Dataset records

===============

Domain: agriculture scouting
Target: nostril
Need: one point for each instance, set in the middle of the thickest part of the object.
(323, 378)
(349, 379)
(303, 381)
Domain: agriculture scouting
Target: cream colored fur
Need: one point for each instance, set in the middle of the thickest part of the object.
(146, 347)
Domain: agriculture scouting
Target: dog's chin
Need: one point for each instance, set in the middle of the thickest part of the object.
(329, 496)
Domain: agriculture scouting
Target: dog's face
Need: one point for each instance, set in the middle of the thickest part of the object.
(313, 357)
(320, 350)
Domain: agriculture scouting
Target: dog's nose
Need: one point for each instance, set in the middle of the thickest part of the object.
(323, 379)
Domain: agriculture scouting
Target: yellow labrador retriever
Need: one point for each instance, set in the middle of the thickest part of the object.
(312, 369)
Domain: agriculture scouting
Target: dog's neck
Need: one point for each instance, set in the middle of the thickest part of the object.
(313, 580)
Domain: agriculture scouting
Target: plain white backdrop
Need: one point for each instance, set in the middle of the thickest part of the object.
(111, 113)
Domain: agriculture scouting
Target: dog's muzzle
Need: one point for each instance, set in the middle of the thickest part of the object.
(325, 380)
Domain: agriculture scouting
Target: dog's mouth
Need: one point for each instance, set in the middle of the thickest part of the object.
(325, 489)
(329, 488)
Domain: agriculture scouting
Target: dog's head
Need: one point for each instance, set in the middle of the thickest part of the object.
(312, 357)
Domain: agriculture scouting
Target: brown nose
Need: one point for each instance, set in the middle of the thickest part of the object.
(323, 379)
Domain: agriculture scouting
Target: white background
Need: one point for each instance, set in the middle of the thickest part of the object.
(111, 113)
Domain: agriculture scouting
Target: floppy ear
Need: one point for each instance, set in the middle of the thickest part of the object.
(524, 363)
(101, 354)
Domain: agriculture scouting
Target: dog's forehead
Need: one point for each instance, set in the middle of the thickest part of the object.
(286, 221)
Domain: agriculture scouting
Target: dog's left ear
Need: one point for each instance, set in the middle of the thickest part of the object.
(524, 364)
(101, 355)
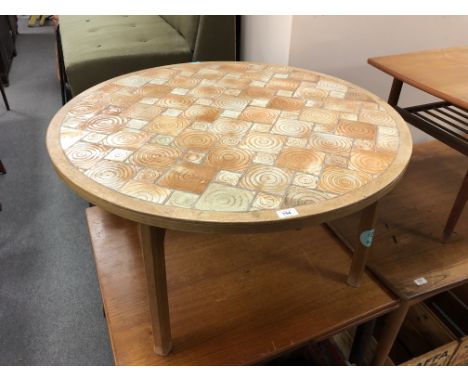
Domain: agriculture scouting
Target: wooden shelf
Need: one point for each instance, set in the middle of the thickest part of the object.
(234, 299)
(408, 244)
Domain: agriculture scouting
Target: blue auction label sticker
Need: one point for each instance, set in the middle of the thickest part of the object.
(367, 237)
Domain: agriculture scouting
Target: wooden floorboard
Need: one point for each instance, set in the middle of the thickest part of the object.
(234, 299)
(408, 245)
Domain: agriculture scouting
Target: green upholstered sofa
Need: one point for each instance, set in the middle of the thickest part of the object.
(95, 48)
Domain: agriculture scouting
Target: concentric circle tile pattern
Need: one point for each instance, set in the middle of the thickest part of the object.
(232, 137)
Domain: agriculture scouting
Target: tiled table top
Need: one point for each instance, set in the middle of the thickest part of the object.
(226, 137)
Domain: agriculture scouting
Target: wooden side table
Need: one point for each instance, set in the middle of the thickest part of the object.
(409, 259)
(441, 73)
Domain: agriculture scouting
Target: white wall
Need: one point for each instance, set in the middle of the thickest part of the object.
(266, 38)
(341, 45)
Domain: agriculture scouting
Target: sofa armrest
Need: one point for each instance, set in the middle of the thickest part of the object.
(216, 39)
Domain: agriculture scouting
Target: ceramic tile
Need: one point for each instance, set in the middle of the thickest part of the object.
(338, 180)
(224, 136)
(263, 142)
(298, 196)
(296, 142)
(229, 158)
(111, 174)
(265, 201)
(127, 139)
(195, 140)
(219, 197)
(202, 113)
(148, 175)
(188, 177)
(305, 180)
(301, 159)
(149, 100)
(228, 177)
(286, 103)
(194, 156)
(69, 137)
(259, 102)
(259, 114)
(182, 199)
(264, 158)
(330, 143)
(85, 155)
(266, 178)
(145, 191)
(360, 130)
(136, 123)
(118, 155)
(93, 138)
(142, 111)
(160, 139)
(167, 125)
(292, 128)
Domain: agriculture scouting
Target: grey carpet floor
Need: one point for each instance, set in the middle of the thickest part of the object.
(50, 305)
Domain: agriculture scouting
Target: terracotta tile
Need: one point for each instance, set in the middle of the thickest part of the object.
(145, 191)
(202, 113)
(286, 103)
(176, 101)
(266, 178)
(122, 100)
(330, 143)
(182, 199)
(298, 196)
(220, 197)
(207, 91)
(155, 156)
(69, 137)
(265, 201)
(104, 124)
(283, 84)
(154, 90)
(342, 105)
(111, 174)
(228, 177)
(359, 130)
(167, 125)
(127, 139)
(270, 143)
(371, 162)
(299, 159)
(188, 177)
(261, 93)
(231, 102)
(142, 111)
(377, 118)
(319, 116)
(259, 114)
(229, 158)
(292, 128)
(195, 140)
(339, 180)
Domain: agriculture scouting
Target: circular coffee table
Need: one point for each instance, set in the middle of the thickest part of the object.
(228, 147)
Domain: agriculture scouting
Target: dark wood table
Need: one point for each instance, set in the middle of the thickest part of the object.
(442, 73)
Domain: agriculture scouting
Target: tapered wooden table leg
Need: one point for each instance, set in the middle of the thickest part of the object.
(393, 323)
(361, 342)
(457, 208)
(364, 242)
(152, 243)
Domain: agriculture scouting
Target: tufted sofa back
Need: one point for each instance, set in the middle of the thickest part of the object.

===============

#### Assigned task:
For the string "wooden", go through the entries above and copy each line where it occurs.

#### Task output:
Target: wooden shelf
Target: wooden floorboard
Target: wooden side table
Target: tapered wooden table leg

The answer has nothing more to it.